━━━ INPUT MATERIAL ━━━
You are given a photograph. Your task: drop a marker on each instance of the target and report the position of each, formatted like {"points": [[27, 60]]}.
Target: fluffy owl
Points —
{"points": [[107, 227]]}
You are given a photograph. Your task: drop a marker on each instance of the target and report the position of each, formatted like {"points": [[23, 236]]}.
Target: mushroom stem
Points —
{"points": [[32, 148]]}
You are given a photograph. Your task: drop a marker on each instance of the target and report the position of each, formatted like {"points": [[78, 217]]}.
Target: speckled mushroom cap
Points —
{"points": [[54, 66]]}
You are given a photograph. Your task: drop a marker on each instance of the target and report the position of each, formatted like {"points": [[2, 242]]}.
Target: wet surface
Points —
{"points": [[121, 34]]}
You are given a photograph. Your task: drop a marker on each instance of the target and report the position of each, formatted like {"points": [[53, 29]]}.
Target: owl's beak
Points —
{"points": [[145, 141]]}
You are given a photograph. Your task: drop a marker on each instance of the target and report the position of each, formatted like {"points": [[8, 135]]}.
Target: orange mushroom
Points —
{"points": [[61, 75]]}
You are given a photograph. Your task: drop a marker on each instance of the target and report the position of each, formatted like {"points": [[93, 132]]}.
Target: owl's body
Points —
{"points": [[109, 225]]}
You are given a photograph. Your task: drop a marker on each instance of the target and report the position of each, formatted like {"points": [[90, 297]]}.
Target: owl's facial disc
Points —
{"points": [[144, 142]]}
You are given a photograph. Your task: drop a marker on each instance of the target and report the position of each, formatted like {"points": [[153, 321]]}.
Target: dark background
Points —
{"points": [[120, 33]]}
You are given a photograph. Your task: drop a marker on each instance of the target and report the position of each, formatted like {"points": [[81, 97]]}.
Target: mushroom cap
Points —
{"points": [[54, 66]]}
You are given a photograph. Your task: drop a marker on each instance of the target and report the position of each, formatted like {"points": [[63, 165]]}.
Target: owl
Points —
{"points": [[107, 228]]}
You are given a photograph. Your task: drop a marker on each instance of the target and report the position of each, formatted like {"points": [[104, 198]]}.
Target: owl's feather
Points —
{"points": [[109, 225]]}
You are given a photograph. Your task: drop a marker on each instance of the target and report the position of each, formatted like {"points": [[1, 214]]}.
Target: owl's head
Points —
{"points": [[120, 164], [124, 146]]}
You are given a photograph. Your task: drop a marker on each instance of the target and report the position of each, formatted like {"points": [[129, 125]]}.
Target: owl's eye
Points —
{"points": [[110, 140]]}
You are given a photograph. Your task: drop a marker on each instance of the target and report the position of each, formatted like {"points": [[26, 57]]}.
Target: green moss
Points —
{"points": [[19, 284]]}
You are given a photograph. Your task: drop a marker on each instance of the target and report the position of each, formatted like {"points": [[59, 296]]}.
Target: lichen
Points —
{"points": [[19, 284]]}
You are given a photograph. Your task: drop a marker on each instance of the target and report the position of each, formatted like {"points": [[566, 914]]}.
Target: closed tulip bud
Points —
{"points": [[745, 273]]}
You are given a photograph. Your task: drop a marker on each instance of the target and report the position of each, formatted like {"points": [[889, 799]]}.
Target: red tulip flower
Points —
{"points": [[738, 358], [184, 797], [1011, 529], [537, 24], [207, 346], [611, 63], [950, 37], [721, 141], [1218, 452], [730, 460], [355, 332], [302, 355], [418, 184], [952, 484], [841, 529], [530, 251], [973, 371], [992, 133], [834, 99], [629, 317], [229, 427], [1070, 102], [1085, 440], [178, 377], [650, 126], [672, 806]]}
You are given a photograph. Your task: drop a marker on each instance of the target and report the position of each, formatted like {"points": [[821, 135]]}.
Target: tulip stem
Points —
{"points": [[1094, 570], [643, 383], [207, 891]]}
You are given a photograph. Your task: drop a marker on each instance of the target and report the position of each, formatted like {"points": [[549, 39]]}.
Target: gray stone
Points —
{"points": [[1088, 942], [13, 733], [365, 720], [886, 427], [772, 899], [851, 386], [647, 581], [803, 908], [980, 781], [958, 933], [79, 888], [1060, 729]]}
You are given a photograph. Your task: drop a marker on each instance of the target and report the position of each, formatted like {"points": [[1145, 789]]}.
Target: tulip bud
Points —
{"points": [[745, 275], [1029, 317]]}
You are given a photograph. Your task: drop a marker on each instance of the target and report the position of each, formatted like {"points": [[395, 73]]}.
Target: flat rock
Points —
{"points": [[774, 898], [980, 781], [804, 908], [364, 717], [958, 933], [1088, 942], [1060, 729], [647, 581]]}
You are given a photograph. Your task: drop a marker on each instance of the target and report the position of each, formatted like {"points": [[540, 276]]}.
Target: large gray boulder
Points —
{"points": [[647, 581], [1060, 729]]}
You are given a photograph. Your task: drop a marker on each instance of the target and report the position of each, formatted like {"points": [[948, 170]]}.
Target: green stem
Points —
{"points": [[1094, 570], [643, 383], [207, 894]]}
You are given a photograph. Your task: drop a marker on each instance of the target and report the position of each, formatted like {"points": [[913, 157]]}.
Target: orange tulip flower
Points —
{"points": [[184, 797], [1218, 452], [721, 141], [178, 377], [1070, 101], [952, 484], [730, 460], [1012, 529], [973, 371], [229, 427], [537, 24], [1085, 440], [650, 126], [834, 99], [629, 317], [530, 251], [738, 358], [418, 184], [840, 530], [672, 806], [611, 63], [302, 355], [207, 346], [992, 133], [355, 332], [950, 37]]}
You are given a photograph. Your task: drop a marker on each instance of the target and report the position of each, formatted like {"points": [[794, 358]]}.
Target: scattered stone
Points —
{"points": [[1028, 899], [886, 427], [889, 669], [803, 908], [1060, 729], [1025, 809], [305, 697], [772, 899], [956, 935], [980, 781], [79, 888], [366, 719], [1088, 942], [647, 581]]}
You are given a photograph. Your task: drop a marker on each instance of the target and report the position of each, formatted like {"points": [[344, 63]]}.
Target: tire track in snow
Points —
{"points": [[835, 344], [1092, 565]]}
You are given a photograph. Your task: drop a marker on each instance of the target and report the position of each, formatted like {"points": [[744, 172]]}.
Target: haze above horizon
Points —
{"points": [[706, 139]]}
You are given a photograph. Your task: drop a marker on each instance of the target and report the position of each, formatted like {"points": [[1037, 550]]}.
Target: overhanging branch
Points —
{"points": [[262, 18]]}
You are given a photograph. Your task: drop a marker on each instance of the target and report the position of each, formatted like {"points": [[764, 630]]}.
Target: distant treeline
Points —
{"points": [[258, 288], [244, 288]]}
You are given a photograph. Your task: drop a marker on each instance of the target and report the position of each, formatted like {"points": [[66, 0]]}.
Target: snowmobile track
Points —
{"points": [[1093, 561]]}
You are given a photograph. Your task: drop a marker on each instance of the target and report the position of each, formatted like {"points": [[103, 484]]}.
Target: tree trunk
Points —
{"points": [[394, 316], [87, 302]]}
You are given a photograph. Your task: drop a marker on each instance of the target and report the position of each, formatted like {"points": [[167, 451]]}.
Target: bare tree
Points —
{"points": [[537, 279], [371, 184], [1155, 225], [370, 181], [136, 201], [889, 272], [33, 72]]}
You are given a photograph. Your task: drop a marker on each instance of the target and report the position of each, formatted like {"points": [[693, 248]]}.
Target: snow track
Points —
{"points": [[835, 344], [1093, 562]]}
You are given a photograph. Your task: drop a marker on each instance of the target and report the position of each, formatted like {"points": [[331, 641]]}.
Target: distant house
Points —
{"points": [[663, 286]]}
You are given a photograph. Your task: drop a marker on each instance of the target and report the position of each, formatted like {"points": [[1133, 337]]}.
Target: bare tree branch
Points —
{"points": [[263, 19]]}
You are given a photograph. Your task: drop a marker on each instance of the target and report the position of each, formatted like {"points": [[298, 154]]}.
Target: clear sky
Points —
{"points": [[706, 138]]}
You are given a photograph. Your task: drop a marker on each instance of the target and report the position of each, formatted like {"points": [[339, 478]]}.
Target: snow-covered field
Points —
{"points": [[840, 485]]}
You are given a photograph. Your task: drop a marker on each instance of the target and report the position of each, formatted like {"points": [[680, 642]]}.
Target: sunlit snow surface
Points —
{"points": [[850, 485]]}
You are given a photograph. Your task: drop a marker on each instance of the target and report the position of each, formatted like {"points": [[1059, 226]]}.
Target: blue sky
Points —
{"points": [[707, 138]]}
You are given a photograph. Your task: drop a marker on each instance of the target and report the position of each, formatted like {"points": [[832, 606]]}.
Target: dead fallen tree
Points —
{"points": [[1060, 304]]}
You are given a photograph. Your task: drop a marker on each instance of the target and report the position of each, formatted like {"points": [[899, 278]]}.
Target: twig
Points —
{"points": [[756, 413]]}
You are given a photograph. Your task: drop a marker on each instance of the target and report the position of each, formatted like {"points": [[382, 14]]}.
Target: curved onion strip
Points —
━━━
WHAT YOU WILL DO> Please locate each line in the records above that contains the word "stone" and copy those lines.

FINISHED EXERCISE>
Target: gray stone
Target: scattered stone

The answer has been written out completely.